Textauszug:
----------
# Appell an Biker in Bad Kreuznach: Nehmt Rücksicht auf die Trails bei Nässe



## Thomas (8. Februar 2021)

Die Stadt Bad Kreuznach bittet darum, bei den aktuell extrem matschigen Bedingungen besonders Rücksicht auf die Waldwegen zu nehmen.
Von den Menschen, die sich hier um die Trails kümmern kommt die gleiche Bitte. Bei den aktuellen Verhältnissen leiden die Trails extrem. Wenn es schlammig ist daher einfach mal nicht fahren - es wird auch wieder besseres Wetter kommen.


Hier und im Anhang die Info der Stadt:


*Schonend und umsichtig auf Waldwegen unterwegs: Stadtforst und GuT appellieren an Mountainbiker*

Der Bad Kreuznacher Stadtwald und die angrenzenden Gebiete sind seit vielen Jahren ein beliebter Anziehungspunkt für Mountainbiker. Die starken Niederschläge der letzten Monate haben allerdings der Beschaffenheit der Wege stark zugesetzt – durch die aufgeweichten Oberflächen entstehen beim Befahren erhebliche Schäden. Der Stadtforst und die Gesundheit und Tourismus für Bad Kreuznach GmbH (GuT) bitten daher darum, auf diese besonderen Umstände Rücksicht zu nehmen und sensible Streckenabschnitte bei schlechten Bedingungen zu meiden. Das gilt vor allem für Passagen, bei denen wegen Gefälle und Biegungen abgebremst werden muss.

Generell erinnert die Stadt an die Regeln des Vereins Deutsche Initiative Mountainbike für eine umwelt- und sozialverträgliche Ausübung dieses Sports: „Fahre nur auf Wegen, hinterlasse keine Spuren, halte dein Mountainbike unter Kontrolle, respektiere andere Nutzer*innen, nimm Rücksicht auf Tiere und plane mit Voraussicht“, heißt es dort. Gerade in den Wintermonaten soll nicht mehr bei Dunkelheit im Wald gefahren werden. Denn Tiere brauchen Ruhe und Schutz und werden durch Geräusch und künstliches Licht aufgeschreckt.
----------
Aufgabe 1: Ändere den Abschnitt des Textauszugs, der bei „# Appell an“ beginnt und bei „besseres Wetter kommen.“ endet, indem du darin „Trails“ durch „Pfade“ ersetzt.
Der Textauszug und die Auflistung stammen aus voneinander unabhängigen Quellen.

Erfasste Angaben:
----------
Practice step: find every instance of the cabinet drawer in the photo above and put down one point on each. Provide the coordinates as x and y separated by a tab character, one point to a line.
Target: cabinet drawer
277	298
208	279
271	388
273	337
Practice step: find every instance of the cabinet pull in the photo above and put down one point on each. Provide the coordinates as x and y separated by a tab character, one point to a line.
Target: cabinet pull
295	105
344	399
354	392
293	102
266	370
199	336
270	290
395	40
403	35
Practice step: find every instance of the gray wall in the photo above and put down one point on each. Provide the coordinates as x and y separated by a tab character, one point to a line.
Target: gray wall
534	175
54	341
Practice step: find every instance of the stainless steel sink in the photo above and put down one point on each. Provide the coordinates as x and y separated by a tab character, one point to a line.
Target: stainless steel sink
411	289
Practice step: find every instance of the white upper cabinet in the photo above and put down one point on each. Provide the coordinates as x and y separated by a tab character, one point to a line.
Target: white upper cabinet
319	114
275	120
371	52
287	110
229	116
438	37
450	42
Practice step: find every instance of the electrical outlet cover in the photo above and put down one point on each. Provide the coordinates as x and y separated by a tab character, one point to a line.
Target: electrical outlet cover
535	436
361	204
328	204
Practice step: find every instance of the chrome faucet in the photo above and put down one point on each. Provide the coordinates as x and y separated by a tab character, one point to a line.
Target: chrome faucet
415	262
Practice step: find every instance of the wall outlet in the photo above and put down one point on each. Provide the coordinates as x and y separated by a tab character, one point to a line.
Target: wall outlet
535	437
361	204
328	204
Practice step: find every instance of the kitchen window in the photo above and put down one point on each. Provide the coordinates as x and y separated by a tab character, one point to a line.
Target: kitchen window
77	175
----------
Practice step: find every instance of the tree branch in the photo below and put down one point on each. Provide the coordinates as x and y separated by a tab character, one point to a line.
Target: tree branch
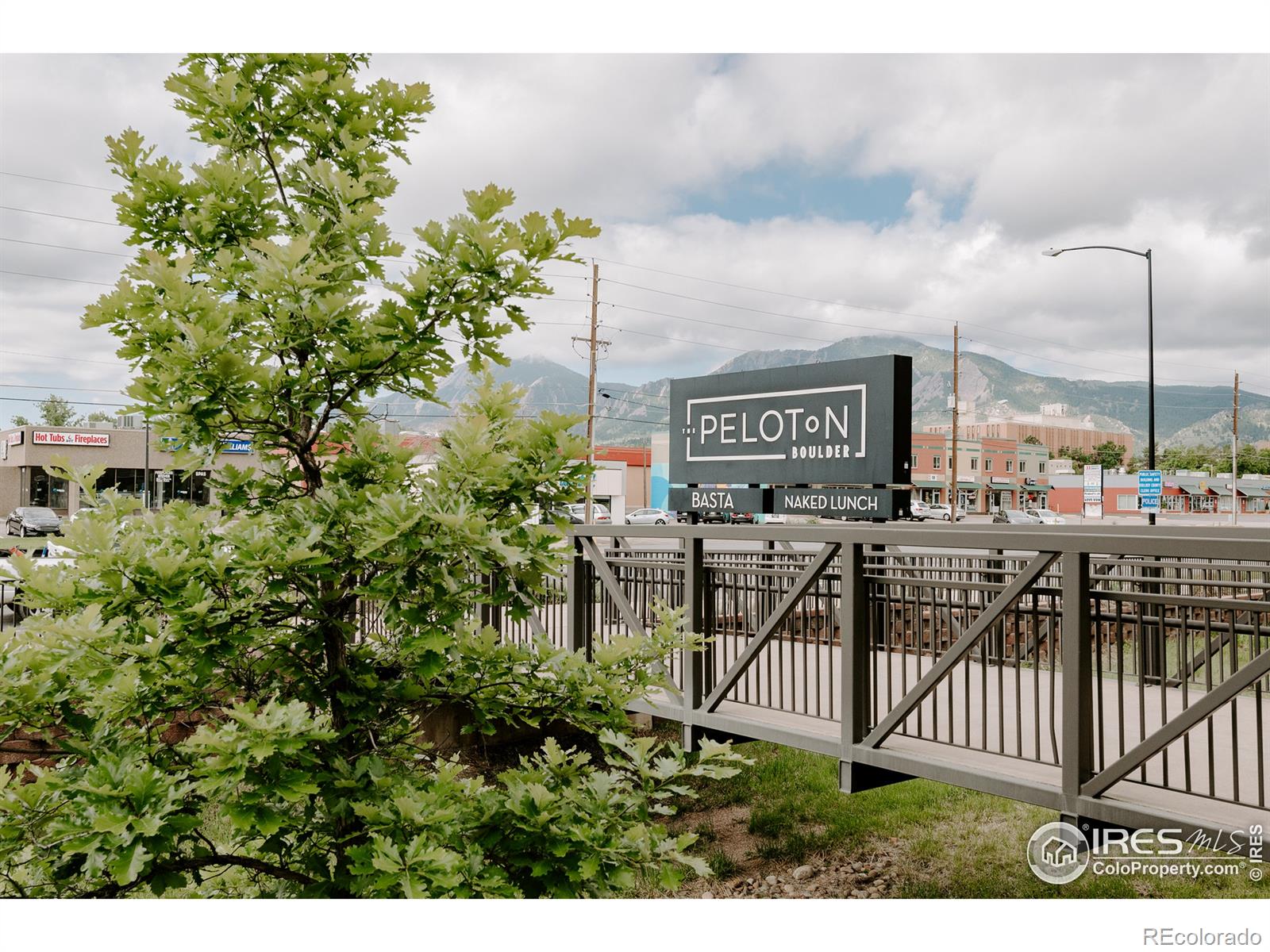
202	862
----------
Aufgabe 2: Sammle alle Zeilen der Auflistung, in denen die Zeichenfolge „cover“ vorkommt.

Erwartete Ausgabe 1:
# Appell an Biker in Bad Kreuznach: Nehmt Rücksicht auf die Pfade bei Nässe



## Thomas (8. Februar 2021)

Die Stadt Bad Kreuznach bittet darum, bei den aktuell extrem matschigen Bedingungen besonders Rücksicht auf die Waldwegen zu nehmen.
Von den Menschen, die sich hier um die Pfade kümmern kommt die gleiche Bitte. Bei den aktuellen Verhältnissen leiden die Pfade extrem. Wenn es schlammig ist daher einfach mal nicht fahren - es wird auch wieder besseres Wetter kommen.

Erwartete Ausgabe 2:
Practice step: find every instance of the electrical outlet cover in the photo above and put down one point on each. Provide the coordinates as x and y separated by a tab character, one point to a line.
Target: electrical outlet cover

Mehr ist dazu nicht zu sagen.